Listed entries:
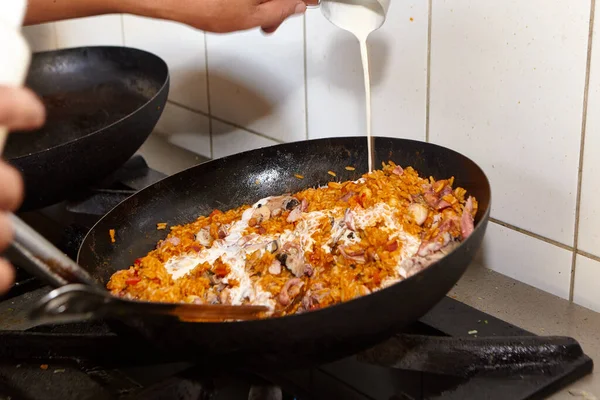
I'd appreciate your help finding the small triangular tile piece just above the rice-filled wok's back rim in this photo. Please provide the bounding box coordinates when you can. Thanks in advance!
[212,119,277,158]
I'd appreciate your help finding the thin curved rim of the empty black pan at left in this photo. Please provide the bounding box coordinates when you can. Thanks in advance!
[6,46,171,161]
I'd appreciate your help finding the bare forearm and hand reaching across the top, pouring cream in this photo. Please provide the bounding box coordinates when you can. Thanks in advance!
[24,0,313,32]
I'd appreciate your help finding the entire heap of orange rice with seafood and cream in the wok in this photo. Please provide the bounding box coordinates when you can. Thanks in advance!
[107,162,477,315]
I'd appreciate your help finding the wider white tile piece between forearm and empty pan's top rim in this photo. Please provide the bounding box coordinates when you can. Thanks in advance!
[56,15,123,48]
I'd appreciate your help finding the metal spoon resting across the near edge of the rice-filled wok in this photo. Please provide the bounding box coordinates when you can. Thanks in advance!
[30,284,269,324]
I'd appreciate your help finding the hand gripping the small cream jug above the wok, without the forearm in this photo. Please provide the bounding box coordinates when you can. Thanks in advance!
[149,0,318,33]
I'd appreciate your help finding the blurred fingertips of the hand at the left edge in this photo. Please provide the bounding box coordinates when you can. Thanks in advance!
[0,86,45,293]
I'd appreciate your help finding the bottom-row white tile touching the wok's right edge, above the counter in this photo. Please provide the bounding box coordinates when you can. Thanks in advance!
[476,222,572,299]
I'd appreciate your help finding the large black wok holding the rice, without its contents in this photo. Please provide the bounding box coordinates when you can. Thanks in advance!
[78,137,490,368]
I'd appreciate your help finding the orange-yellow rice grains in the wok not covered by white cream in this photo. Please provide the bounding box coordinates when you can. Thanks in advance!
[107,162,477,314]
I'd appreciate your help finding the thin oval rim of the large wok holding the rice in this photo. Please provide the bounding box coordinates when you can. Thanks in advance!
[77,136,492,326]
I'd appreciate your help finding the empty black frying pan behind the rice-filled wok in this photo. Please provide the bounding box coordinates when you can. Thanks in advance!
[4,47,169,211]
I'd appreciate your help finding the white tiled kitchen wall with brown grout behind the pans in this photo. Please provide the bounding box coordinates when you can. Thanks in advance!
[21,0,600,311]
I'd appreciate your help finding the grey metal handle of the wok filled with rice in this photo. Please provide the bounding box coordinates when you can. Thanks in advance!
[11,214,97,287]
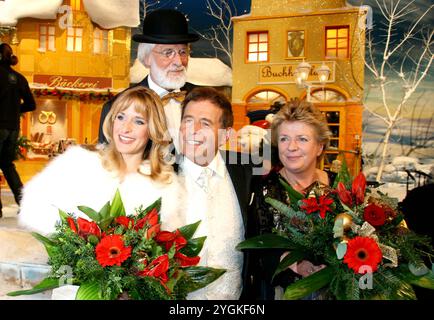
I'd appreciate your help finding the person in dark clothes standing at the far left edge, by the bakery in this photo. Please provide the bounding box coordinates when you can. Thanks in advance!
[0,43,36,217]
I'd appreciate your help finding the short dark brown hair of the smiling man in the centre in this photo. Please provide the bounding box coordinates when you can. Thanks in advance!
[181,87,234,129]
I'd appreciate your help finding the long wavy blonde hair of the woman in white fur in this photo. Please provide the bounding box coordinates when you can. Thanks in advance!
[100,86,173,183]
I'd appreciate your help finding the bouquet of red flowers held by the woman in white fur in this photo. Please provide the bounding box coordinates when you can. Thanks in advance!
[9,192,225,300]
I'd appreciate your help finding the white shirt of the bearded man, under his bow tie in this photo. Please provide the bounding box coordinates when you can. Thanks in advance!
[148,76,182,150]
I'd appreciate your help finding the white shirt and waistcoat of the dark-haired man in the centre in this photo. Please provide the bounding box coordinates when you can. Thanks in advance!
[180,153,244,300]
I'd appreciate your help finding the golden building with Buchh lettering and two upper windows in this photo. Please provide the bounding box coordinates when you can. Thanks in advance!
[232,0,366,173]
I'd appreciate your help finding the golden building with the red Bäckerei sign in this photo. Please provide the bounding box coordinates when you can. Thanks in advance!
[2,0,131,155]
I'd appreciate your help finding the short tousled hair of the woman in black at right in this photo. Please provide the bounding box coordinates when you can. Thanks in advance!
[271,99,331,159]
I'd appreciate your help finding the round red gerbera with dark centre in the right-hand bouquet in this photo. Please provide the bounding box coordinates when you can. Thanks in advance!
[344,237,383,274]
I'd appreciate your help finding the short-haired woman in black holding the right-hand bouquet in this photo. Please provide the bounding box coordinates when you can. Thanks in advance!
[246,100,332,300]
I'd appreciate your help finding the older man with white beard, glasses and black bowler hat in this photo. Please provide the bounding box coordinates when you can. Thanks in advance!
[98,9,199,147]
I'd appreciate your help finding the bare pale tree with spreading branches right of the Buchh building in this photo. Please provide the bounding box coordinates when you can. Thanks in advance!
[365,0,434,181]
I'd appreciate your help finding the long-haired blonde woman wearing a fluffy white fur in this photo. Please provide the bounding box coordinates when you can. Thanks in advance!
[19,87,184,234]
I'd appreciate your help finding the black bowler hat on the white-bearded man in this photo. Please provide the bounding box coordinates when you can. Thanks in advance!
[133,9,199,44]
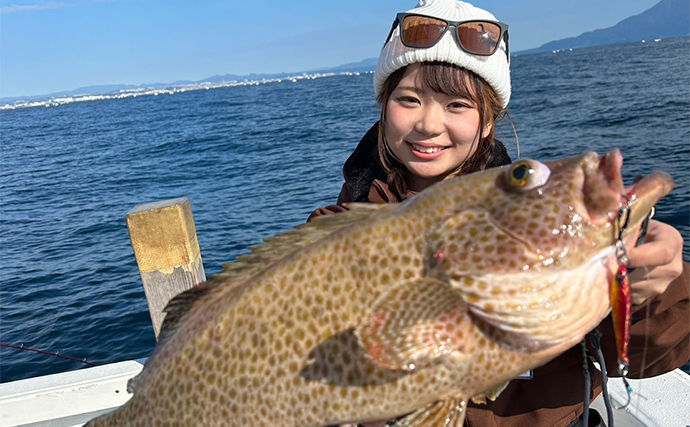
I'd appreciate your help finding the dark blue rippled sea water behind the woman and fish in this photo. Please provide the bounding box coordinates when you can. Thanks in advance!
[0,38,690,382]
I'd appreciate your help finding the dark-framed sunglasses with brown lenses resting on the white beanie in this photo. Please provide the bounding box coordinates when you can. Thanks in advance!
[384,12,510,62]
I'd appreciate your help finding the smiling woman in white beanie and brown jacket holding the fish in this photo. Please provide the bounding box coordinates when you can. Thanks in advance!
[310,0,690,426]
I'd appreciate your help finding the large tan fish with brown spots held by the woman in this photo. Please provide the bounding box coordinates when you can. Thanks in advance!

Task:
Set down all of the entries exactly. Leave the pictures out.

Written answer:
I'd appreciate your help finding the small triangular tile piece just above the rice-filled wok's back rim in this photo. Please provide the bounding box coordinates when you can. Thanks in advance!
[212,119,277,158]
I'd appreciate your help finding the thin curved rim of the empty black pan at left in this photo. Please provide the bounding box coordinates when you can. Thanks in advance!
[6,46,171,161]
I'd appreciate your help finding the bare forearm and hand reaching across the top, pouring cream in this photo. Please provide the bounding box coordinates when you can. Thanks in advance!
[24,0,313,32]
I'd appreciate your help finding the entire heap of orange rice with seafood and cream in the wok in this photo. Please provide the bounding box coordinates when you can. Thanks in advance!
[107,162,477,315]
I'd appreciate your help finding the wider white tile piece between forearm and empty pan's top rim in this photo. Please provide the bounding box coordinates when you can. Thanks in advance!
[56,15,123,48]
I'd appreciate your help finding the metal spoon resting across the near edge of the rice-filled wok in this photo. Please provide the bounding box coordinates when you can. Thanks in advance!
[30,284,269,324]
I'd appreciate your help finding the hand gripping the small cream jug above the wok, without the forearm in this photo. Please provide the bounding box coordinates when you can. Thanks in advance!
[149,0,318,33]
I'd appreciate your help finding the blurred fingertips of the hand at the left edge in this photo. Please provide the bounding box coordinates when you can. Thanks in advance!
[0,86,45,293]
I'd appreciate your help finding the bottom-row white tile touching the wok's right edge, above the counter in this photo. Please provide the bounding box coordinates when you can. Thanks in advance!
[476,222,572,299]
I'd appreciate your help finding the large black wok holding the rice, without its contents in this photo. Please provide the bounding box coordinates when you can. Thanks in advance!
[78,137,490,368]
I'd appreciate your help finding the orange-yellow rice grains in the wok not covered by white cream in this photo. Please provide the bounding box coordinates when you can. Thanks in advance!
[107,162,477,314]
I'd appreciate your help finding the thin oval rim of the large wok holding the rice in this photo. Please provide the bounding box coordinates when you can. Thanks in advance!
[77,136,492,326]
I'd appreciate your help finding the empty black frying pan behind the rice-filled wok in this photo. Please provide the bounding box coordinates when you can. Thanks in advance!
[4,47,169,211]
I'd appreciate your help finding the white tiled kitchen wall with brown grout behind the pans in this photo. Please provide the bounding box coordinates when you can. Thanks in advance!
[21,0,600,311]
I'd appreciate your help finding the grey metal handle of the wok filled with rice in this photo. Please provide the bounding box coordinates when you can. Thanks in advance!
[11,214,97,287]
I'd appreciate your help finding the person in dark clothes standing at the far left edge, by the bakery in this photo. Please provide the bounding box coordinates when you can. Thanks in advance!
[0,43,36,217]
I'd appreciate your help finding the short dark brown hair of the smiling man in the centre in this photo. Please provide the bounding box coordinates when you can. Thanks in advance!
[181,87,234,129]
I'd appreciate your help finding the long wavy blonde hair of the woman in white fur in this photo. Please provide the bounding box coordinates when you can. Thanks in advance!
[100,86,173,183]
I'd appreciate your help finding the bouquet of red flowers held by the woman in white fur in this photo. Please provide the bounding box coordinates when you can. Thanks in advance!
[9,192,225,300]
I'd appreciate your help finding the white shirt of the bearded man, under his bow tie in this photo. Please provide the bounding box coordinates when you can. Thanks in advance!
[148,76,182,150]
I'd appreciate your help finding the white shirt and waistcoat of the dark-haired man in the centre in this photo. Please provide the bounding box coordinates when you can. Thanks in advance!
[180,153,244,300]
I'd appreciate your help finding the golden building with Buchh lettering and two upper windows in this photo. Please provide the bounding box coordinates when you can. Thanks in advance!
[232,0,366,173]
I'd appreciate your help finding the golden building with the red Bäckerei sign in this photo. Please provide the bounding box coordinates when you can. Thanks in advance!
[2,0,131,155]
I'd appreciate your help finding the short tousled hair of the woman in black at right in this photo. Please provide the bounding box coordinates when you can. Thanks in advance!
[271,99,331,159]
I'd appreciate your help finding the round red gerbera with dark centre in the right-hand bouquet in this photo. Please provide the bounding box coordinates when you can. Thanks in advance!
[344,237,383,274]
I'd appreciate your help finding the short-haired woman in black holding the right-hand bouquet in this photo. Please provide the bounding box coordinates when you can. Thanks in advance!
[246,100,332,300]
I'd appreciate your help finding the older man with white beard, glasses and black bowler hat in this photo. Please provide the bounding box coordinates when you can. Thanks in advance!
[98,9,199,147]
I'd appreciate your help finding the bare pale tree with spreading branches right of the Buchh building in this photo. Please provide the bounding box coordinates when you can. Thanks in advance!
[365,0,434,181]
I'd appreciate your help finding the long-haired blonde woman wearing a fluffy white fur in this photo. Please provide the bounding box coordinates when you can. Thanks in advance!
[19,87,184,234]
I'd appreciate your help finding the black bowler hat on the white-bearded man in this photo. Please provide the bounding box coordinates when you can. Thanks in advance!
[133,9,199,44]
I'd appreciate your help finding the dark blue rippled sea water behind the woman and fish in this photo. Please provide the bounding box coordinates when you can. Thanks in advance!
[0,38,690,382]
I'd appreciate your help finding the dark-framed sunglasses with brown lenses resting on the white beanie in this photo. Please provide the bounding box coordinates when you can. Thanks in advance!
[384,12,510,62]
I'd appreciate your help finding the smiling woman in white beanie and brown jacket holding the fish in this photo. Please provide the bounding box coordinates when you can. Thanks in advance!
[310,0,690,426]
I'd appreciate your help finding the large tan fish with brown spots held by the woman in this photo. Please provide the bounding box coordinates when you can. Thanks in advance!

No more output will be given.